=== Data entries ===

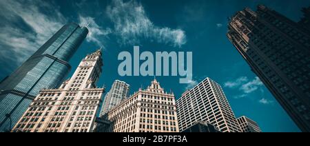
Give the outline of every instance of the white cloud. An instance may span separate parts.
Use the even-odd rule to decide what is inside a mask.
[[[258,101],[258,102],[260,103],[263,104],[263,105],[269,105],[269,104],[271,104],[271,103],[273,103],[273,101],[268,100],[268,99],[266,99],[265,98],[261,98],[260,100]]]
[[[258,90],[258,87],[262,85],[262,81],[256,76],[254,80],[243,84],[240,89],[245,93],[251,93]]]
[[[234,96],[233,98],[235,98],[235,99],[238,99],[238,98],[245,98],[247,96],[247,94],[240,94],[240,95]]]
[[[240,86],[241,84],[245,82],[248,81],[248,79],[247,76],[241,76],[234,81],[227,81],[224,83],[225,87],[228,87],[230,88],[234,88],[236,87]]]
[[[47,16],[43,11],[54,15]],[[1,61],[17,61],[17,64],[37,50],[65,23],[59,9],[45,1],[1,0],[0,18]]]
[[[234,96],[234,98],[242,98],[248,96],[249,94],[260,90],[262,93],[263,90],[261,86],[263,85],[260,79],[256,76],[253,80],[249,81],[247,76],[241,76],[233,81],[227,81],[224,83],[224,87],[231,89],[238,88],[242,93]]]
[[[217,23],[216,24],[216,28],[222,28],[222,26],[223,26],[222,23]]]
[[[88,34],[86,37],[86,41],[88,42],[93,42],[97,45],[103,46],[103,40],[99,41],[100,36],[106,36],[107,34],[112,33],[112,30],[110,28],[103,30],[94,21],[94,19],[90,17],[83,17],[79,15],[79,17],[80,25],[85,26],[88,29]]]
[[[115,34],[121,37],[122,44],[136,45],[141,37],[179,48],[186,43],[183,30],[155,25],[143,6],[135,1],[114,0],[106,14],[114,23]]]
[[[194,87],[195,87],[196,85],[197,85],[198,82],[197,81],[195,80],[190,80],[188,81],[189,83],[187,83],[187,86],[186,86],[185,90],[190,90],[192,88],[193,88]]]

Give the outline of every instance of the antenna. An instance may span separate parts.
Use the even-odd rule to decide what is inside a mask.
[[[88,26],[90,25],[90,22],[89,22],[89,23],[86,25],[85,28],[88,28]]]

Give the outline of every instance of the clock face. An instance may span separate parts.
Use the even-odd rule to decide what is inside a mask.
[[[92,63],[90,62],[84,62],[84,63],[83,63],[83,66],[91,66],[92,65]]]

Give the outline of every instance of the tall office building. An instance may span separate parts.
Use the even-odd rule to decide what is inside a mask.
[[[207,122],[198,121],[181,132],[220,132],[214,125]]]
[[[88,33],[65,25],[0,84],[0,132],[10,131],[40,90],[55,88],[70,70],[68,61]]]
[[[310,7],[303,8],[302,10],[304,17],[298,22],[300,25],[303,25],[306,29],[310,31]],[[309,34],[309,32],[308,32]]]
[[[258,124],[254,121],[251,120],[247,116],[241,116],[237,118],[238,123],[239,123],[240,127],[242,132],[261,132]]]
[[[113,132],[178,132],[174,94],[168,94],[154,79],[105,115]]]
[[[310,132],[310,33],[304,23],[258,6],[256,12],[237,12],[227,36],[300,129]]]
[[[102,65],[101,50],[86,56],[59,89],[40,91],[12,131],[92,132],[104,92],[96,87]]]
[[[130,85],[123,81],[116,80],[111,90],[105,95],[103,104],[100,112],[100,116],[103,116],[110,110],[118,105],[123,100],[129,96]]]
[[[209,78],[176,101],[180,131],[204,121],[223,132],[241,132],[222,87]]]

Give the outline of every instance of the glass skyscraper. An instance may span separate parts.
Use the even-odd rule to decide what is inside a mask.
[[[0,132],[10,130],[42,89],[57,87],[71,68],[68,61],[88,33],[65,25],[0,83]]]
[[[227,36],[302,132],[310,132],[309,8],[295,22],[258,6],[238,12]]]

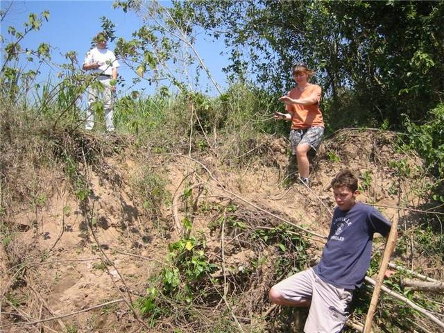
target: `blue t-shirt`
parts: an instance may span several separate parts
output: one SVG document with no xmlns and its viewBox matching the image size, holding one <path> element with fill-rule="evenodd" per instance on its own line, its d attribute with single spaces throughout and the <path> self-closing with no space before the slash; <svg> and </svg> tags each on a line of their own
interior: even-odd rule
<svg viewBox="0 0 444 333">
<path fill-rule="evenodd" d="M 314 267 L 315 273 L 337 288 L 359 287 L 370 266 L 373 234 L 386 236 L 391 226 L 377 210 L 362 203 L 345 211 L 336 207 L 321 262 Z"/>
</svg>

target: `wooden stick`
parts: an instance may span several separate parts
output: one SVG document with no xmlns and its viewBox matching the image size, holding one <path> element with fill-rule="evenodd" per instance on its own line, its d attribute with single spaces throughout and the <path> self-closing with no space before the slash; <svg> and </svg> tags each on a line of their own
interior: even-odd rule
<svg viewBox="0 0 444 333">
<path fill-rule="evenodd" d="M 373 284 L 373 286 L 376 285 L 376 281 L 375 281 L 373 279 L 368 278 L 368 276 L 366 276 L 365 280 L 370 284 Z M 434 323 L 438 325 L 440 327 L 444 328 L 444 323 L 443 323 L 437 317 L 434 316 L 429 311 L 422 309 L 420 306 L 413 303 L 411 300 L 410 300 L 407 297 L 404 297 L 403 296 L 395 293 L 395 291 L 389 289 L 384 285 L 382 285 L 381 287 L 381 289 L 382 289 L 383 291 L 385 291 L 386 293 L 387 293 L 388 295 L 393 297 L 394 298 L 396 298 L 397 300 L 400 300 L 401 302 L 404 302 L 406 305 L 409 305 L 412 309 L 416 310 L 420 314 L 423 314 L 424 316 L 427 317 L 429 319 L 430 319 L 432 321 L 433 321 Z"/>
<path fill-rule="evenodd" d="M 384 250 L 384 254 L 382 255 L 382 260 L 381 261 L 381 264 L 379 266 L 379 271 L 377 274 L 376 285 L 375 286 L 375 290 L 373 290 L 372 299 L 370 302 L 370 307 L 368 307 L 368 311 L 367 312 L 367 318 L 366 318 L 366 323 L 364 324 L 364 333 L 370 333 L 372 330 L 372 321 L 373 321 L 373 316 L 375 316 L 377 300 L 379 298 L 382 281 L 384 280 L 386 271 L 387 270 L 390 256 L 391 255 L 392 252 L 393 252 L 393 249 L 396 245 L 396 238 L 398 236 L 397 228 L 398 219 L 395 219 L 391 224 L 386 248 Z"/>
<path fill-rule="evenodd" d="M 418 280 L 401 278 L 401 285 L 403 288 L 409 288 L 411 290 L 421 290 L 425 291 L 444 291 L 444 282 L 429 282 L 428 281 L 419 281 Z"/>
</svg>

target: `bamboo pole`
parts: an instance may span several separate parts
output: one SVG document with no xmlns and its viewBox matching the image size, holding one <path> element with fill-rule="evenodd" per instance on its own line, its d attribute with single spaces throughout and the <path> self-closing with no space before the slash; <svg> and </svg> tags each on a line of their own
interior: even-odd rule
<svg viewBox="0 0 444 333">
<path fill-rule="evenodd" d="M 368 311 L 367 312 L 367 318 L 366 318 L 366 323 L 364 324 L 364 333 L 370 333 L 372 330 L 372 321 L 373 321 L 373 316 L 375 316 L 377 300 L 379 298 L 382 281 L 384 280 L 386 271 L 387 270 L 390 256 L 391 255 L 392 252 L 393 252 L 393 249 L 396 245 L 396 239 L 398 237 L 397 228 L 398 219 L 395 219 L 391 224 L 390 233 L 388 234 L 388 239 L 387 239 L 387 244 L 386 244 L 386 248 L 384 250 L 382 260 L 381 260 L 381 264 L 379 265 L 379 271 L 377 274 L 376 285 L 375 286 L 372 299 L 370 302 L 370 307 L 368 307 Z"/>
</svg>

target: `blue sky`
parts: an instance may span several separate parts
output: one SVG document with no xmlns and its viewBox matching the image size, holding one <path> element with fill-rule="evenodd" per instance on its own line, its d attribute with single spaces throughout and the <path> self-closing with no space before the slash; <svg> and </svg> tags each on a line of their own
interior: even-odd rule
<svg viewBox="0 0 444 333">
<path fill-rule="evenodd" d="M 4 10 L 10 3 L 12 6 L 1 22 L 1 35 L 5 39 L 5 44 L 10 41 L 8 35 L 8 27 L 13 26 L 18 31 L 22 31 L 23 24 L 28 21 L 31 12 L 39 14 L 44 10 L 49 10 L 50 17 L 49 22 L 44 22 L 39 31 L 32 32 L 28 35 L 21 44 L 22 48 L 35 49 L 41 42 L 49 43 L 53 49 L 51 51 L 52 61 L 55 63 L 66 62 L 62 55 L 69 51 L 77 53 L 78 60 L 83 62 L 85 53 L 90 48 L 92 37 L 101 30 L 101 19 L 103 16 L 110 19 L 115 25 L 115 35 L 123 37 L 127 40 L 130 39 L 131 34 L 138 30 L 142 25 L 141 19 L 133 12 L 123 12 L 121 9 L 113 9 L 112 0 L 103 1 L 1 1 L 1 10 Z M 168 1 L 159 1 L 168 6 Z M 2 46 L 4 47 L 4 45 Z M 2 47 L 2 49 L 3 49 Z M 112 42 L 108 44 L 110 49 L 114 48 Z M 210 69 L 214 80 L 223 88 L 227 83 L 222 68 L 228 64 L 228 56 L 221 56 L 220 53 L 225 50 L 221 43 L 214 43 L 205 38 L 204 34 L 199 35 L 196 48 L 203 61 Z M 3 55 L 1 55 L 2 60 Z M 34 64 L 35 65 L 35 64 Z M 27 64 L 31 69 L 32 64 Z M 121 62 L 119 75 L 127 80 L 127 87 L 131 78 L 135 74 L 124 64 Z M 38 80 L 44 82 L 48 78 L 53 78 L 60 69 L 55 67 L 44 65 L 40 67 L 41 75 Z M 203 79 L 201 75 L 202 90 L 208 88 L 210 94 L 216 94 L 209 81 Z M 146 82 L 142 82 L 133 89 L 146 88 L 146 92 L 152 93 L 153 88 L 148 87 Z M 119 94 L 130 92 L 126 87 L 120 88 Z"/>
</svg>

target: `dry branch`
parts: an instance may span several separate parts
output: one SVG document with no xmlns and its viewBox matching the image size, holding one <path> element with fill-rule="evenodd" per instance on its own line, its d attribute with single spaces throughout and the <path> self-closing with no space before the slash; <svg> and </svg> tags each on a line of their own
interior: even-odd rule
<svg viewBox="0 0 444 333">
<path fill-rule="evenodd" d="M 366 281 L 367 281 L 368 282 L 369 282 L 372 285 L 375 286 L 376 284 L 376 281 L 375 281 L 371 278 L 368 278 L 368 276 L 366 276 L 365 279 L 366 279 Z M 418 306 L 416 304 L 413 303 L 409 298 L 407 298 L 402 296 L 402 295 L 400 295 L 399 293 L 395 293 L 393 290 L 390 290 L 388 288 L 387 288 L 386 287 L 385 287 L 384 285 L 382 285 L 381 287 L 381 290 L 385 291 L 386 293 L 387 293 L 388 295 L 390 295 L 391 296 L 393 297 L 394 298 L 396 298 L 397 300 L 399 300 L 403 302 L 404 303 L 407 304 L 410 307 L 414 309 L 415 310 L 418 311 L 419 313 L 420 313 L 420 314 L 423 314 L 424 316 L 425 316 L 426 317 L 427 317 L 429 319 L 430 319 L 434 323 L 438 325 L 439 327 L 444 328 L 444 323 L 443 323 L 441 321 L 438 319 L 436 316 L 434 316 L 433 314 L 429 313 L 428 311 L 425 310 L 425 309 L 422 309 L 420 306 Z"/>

===

**Work to be completed**
Please count the lines of the data that contain the string "target" and give only that number.

**Result of the exercise**
5